Material provided

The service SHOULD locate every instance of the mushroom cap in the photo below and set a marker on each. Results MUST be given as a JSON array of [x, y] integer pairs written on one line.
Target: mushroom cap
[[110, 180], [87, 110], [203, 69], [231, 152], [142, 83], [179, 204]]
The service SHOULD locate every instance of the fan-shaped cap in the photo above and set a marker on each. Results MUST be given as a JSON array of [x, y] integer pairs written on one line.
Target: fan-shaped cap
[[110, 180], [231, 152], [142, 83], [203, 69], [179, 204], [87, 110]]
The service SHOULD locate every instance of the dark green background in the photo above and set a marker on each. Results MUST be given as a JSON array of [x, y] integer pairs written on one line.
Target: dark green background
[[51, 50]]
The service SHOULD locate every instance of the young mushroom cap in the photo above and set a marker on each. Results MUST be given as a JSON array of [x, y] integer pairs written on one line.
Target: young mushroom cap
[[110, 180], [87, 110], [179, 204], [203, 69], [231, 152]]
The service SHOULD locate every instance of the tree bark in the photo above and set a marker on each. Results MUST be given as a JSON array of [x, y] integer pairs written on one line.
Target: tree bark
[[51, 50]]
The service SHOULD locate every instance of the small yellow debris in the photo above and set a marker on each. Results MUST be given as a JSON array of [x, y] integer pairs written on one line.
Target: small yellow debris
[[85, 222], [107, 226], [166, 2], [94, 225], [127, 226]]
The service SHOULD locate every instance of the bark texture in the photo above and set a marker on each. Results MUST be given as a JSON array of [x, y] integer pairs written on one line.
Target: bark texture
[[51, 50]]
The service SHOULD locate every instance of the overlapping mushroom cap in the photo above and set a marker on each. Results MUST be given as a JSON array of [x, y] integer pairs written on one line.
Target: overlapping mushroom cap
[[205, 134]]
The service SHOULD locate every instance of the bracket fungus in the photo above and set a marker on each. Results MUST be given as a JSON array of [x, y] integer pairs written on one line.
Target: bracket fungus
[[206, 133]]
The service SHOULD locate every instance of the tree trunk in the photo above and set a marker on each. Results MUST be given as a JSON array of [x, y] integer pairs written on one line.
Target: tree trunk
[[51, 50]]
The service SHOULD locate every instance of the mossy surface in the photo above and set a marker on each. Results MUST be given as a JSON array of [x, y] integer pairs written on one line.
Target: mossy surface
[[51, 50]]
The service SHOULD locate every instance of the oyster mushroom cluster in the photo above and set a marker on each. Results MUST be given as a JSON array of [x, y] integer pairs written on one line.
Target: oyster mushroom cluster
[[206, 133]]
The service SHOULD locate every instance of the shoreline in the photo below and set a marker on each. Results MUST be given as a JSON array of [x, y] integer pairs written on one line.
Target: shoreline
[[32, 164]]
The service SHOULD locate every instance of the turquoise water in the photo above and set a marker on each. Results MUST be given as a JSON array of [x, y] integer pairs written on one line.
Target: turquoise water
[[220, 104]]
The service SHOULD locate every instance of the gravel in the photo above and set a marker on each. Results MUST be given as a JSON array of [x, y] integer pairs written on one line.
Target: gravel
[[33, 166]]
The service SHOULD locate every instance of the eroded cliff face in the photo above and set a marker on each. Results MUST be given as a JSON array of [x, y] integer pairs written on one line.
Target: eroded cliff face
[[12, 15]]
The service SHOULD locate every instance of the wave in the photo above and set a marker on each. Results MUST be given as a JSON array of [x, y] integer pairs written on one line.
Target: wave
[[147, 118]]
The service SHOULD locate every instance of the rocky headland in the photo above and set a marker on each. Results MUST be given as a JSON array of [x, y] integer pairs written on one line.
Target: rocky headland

Assignment
Repeat the data verbatim.

Final answer
The service SHOULD locate every instance of the mushroom cap in the photo below and set a marker on each. Results MUST be given as a JSON array of [x, y] integer pairs written on one line.
Target: mushroom cap
[[110, 180], [87, 110], [203, 69], [231, 152], [142, 83], [179, 204]]
The service SHOULD locate every instance of the fan-shaped cap in the photo above and set a marker on each. Results MUST be given as a JSON array of [x, y] integer pairs written on one line.
Target: fan-shaped cap
[[110, 180], [231, 152], [142, 83], [203, 69], [179, 204], [87, 110]]
The service SHOULD locate every instance of the dark green background in the photo above and set a marker on each. Results MUST be given as a JSON array of [x, y] integer pairs written on one line.
Target: dark green background
[[51, 50]]
The service SHOULD locate every instance of the young mushroom cap in the photo above and set a marker on each. Results MUST be given as a JSON array of [x, y] integer pairs written on one line.
Target: young mushroom cap
[[110, 180], [87, 110], [179, 204], [203, 69], [231, 152]]
The service SHOULD locate every instance of the tree bark in the photo above and set a marker on each. Results MUST be given as a JSON array of [x, y] integer pairs written on one line.
Target: tree bark
[[51, 50]]
The service SHOULD locate every instance of the small yellow debris in the photo above and set a marker on each. Results MUST be given as a JSON array of [x, y] integer pairs written on one line.
Target: small yellow debris
[[85, 222], [107, 226], [166, 2], [94, 225], [127, 226]]
The service SHOULD locate every instance of the bark texture in the photo above and set a marker on each. Results MUST be given as a JSON array of [x, y] integer pairs written on one line.
Target: bark texture
[[51, 50]]
The service SHOULD locate every instance of the overlapping mushroom cap in the photo above and set a marker on each. Results MUST be given as a JSON array of [x, y] integer pairs written on one line.
Target: overlapping mushroom cap
[[205, 134]]
The service SHOULD locate every instance of the bracket fungus in the photo above and set a marker on each. Results MUST be given as a JSON array of [x, y] integer pairs written on one line.
Target: bracket fungus
[[206, 133]]
The service SHOULD locate every instance of the tree trunk in the photo above and set a marker on each. Results MUST be given as a JSON array of [x, y] integer pairs written on one line.
Target: tree trunk
[[51, 50]]
The service SHOULD locate every instance of the mossy surface in the photo above and set a marker on each. Results MUST be given as a JSON array of [x, y] integer pairs written on one line.
Target: mossy surface
[[51, 50]]
The service SHOULD locate every instance of the oyster mushroom cluster in the photo above and set a marker on each. Results MUST be given as a JSON array of [x, y] integer pairs written on one line.
Target: oyster mushroom cluster
[[206, 133]]
The service SHOULD locate every instance of the shoreline in the photo below and set a marker on each. Results MUST be given as a JSON array of [x, y] integer pairs written on one line.
Target: shoreline
[[32, 164]]
The service SHOULD locate every instance of the turquoise water in the photo above and set a marker on each. Results MUST be given as a JSON array of [x, y] integer pairs written on one line.
Target: turquoise water
[[220, 104]]
The service SHOULD locate every instance of the gravel in the photo above and set a marker on each. Results MUST be given as a JSON array of [x, y] integer pairs written on one line.
Target: gravel
[[33, 166]]
The service SHOULD locate every instance of the eroded cliff face in the photo above and set a marker on each. Results MUST be given as a JSON array of [x, y] integer pairs written on one line.
Target: eroded cliff face
[[12, 15]]
The service SHOULD locate every instance of the wave in the photo above and set a marker on each. Results MUST be given as a JSON array of [x, y] integer pairs written on one line.
Target: wave
[[147, 118]]
The service SHOULD locate every instance of the rocky headland in the photo above and set a marker on each. Results MUST be given as a JSON array of [x, y] integer pairs written on one line.
Target: rocky headland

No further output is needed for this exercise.